[REQUIRED WORK] Starting with the line containing "Identify the small" and going on through the end of the data, rewrite those lines with "ceramic dish" changed to "ceramic bowl" and everything else left as it is.
==== DATA SHOWN ====
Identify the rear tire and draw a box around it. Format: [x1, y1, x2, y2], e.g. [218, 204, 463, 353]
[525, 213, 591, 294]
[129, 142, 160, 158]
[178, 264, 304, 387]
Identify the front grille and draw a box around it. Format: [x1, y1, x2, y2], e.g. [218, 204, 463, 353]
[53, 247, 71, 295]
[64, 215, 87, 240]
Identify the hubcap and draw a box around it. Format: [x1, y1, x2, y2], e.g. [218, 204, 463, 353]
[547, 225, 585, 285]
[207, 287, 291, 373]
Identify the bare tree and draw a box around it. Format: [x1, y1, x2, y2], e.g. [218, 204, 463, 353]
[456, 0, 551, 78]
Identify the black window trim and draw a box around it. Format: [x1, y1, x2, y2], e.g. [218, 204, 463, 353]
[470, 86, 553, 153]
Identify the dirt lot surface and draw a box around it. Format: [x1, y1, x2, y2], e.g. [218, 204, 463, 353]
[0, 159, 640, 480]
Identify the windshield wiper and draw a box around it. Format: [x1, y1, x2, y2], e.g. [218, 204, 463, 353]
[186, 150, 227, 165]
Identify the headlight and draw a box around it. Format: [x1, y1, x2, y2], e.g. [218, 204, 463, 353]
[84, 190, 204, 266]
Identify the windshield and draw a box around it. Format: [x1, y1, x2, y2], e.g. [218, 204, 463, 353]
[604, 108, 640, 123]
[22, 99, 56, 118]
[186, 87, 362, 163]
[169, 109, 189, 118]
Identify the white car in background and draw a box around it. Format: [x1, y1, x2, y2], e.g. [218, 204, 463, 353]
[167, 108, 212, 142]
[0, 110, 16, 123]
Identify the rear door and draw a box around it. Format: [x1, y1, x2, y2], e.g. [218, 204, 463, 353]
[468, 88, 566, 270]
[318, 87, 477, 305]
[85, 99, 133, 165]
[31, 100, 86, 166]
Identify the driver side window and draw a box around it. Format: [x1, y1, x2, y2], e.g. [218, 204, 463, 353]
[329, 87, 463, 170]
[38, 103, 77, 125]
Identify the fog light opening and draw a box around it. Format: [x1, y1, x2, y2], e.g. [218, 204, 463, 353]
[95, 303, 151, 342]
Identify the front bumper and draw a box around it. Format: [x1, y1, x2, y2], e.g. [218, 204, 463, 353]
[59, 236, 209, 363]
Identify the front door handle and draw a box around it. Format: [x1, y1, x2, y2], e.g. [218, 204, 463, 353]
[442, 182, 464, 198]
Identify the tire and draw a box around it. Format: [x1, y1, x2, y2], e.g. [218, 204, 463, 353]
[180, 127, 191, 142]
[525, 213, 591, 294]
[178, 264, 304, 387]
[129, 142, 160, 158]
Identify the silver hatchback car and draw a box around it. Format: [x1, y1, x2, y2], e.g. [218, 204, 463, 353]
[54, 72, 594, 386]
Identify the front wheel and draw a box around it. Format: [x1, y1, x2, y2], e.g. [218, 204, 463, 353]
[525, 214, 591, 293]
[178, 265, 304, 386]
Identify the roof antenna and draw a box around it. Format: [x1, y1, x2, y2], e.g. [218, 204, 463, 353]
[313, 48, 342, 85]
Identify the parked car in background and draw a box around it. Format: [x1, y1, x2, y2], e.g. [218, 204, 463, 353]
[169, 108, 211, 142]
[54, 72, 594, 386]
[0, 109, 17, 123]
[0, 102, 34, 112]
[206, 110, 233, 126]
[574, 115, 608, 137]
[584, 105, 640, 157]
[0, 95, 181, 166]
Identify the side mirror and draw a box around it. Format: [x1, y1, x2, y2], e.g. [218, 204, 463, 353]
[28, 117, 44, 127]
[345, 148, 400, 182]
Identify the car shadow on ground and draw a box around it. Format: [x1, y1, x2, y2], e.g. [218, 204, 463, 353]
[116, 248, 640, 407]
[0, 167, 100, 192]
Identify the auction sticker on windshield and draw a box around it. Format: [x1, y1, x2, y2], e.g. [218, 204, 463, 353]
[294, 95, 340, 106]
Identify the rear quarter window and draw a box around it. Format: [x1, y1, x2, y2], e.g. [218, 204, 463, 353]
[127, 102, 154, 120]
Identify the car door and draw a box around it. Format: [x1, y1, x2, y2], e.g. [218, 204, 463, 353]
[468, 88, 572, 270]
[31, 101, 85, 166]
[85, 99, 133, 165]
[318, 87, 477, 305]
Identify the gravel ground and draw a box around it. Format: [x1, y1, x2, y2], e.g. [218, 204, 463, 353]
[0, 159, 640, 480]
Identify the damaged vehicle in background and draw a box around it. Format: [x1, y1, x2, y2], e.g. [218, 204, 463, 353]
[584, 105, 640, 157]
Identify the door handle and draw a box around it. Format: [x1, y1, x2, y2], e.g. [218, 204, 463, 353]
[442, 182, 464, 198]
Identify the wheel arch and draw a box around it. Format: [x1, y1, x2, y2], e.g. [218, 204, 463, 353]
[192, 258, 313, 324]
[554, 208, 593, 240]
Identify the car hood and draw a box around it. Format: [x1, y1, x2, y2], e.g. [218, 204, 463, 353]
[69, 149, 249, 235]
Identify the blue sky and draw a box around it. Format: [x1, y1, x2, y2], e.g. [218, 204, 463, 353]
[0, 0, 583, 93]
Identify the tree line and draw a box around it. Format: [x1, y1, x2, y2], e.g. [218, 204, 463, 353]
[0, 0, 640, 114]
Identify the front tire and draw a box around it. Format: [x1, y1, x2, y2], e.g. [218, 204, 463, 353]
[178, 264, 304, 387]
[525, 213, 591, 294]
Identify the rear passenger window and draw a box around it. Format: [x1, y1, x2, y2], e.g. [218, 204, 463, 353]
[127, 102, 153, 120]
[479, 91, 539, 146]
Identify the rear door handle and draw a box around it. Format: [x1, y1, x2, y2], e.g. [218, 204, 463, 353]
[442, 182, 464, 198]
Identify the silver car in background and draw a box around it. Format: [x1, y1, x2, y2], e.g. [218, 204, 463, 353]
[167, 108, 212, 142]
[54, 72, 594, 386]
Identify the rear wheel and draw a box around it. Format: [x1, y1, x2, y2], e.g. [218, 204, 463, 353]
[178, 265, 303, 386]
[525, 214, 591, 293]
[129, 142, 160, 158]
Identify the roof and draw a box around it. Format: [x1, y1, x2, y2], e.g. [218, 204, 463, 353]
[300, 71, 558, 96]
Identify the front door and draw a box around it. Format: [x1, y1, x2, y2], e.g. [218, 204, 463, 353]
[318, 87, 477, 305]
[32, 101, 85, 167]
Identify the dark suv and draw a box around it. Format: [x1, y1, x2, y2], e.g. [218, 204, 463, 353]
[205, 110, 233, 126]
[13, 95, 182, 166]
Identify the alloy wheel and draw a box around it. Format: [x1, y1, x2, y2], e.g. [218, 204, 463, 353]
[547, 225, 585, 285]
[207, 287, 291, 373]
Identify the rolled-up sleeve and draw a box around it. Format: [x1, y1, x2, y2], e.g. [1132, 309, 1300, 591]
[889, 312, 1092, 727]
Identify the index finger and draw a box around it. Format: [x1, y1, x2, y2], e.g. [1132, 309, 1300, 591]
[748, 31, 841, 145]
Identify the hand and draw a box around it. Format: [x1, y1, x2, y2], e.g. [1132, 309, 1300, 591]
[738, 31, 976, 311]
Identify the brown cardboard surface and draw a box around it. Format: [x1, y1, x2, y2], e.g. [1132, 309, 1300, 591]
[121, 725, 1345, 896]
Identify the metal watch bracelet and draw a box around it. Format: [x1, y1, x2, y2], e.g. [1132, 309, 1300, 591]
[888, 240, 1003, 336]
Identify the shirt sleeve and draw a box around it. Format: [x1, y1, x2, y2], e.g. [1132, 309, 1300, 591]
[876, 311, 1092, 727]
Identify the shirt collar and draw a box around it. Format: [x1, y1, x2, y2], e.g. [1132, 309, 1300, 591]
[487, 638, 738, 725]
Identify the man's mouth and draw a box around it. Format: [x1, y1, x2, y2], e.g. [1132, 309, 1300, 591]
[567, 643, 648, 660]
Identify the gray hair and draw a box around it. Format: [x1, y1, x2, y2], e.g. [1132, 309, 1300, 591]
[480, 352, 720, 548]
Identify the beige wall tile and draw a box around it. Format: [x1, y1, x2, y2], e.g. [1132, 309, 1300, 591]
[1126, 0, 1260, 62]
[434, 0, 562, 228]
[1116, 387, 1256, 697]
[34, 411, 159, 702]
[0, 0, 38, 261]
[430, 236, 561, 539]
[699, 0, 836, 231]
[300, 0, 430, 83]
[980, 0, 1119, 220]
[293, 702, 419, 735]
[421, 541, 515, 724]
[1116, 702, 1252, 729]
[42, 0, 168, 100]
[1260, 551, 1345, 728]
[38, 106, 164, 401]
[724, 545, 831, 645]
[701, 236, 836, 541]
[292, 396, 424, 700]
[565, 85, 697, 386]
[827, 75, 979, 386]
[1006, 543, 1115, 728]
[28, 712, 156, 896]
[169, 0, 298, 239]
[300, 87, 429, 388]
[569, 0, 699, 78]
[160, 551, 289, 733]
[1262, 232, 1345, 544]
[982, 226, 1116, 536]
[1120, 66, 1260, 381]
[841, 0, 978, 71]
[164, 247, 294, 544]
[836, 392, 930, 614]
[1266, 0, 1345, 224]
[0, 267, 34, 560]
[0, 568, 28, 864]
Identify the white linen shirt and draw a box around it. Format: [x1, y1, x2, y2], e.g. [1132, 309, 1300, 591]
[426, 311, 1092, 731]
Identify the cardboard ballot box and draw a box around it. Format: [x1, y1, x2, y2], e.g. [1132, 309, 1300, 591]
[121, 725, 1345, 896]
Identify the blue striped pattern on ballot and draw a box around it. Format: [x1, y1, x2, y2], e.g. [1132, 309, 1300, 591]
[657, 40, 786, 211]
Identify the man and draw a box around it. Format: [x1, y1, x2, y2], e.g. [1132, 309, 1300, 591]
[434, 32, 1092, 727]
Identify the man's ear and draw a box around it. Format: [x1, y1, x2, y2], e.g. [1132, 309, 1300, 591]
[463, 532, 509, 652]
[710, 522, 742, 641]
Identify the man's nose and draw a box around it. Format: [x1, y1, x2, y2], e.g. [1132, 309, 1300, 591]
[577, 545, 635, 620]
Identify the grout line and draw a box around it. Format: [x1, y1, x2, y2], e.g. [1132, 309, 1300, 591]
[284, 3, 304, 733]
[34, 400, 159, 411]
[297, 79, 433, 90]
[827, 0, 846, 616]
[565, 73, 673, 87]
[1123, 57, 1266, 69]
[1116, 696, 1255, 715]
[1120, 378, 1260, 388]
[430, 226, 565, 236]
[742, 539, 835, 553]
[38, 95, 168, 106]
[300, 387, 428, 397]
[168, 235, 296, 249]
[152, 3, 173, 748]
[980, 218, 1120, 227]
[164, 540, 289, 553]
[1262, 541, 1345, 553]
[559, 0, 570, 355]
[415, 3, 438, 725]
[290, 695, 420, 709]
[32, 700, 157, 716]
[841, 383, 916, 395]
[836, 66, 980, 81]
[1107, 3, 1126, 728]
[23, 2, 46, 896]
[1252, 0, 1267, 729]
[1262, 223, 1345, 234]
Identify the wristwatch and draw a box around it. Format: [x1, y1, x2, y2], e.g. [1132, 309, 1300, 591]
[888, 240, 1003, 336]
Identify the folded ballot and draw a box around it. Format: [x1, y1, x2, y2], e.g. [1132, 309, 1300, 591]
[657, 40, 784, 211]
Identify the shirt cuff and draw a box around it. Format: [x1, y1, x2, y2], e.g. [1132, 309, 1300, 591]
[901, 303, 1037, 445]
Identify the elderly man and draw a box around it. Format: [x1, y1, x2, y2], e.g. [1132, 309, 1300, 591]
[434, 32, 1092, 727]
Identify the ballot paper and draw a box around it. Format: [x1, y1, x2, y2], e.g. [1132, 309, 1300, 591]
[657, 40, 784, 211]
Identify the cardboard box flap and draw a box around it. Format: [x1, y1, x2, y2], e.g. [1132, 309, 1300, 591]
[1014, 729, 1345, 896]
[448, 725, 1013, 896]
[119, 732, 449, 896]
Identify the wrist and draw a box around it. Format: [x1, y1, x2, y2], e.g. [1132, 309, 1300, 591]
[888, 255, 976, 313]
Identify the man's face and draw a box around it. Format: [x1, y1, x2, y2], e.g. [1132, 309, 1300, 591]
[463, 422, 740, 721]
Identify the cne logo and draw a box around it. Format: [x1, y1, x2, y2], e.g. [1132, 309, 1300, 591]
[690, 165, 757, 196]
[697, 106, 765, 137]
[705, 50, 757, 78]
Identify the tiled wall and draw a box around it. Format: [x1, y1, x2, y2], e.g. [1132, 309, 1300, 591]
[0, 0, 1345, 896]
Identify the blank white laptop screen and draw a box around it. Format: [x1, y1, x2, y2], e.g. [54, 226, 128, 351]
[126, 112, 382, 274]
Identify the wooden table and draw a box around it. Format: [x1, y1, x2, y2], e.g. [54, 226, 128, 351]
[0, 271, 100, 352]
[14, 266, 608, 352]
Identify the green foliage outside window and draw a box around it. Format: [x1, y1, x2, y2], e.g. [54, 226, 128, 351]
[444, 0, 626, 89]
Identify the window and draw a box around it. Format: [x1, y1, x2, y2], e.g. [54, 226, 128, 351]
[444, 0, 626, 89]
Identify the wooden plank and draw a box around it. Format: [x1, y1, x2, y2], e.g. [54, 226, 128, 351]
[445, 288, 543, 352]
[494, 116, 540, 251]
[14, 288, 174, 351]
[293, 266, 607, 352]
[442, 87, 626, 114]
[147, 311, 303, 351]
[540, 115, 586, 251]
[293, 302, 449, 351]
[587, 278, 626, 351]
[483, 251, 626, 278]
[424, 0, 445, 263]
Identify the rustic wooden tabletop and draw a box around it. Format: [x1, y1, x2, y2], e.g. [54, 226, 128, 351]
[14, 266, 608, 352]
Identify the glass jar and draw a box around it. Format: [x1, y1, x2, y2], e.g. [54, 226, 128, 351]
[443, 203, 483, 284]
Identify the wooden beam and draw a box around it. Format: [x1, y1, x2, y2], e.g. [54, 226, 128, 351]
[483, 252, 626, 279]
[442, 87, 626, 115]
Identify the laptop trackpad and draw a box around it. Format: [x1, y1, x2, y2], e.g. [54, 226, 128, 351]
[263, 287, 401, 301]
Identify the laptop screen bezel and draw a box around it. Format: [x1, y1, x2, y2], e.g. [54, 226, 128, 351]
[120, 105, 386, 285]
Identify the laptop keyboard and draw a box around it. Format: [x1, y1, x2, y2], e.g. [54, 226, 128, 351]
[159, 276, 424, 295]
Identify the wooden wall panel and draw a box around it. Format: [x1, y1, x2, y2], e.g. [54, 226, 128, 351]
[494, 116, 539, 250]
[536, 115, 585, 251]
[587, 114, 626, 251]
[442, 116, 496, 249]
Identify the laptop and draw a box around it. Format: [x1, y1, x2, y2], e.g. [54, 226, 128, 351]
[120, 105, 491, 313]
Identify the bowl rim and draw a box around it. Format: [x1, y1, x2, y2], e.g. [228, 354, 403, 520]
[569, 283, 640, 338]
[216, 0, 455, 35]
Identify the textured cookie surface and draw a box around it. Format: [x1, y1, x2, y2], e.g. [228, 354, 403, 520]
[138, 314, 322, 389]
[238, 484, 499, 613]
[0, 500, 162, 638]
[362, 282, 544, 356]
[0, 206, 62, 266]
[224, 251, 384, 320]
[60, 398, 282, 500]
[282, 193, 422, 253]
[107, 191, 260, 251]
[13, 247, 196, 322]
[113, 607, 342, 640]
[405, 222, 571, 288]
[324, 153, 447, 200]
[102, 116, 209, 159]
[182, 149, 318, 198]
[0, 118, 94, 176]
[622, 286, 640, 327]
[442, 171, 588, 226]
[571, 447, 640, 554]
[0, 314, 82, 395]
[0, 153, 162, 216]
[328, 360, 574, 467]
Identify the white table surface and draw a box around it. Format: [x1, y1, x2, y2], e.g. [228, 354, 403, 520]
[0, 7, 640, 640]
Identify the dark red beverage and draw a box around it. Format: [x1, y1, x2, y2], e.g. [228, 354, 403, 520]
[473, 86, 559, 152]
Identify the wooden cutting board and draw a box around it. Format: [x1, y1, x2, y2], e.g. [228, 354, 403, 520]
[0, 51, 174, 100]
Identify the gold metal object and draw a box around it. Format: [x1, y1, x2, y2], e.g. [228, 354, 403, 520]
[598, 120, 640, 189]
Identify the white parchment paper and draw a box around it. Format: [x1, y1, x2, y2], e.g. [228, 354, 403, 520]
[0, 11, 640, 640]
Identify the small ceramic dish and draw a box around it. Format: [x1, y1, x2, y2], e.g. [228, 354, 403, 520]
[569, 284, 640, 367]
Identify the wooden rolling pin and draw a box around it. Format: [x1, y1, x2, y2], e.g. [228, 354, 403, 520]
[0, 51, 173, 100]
====
[COMPLETE ANSWER]
Identify the small ceramic bowl and draw a box around it. Format: [x1, y1, x2, y2], e.g. [228, 354, 403, 520]
[569, 284, 640, 367]
Identify the wooden rolling pin and draw a box around it. Format: [x1, y1, x2, y2], e.g. [228, 354, 403, 520]
[0, 51, 173, 100]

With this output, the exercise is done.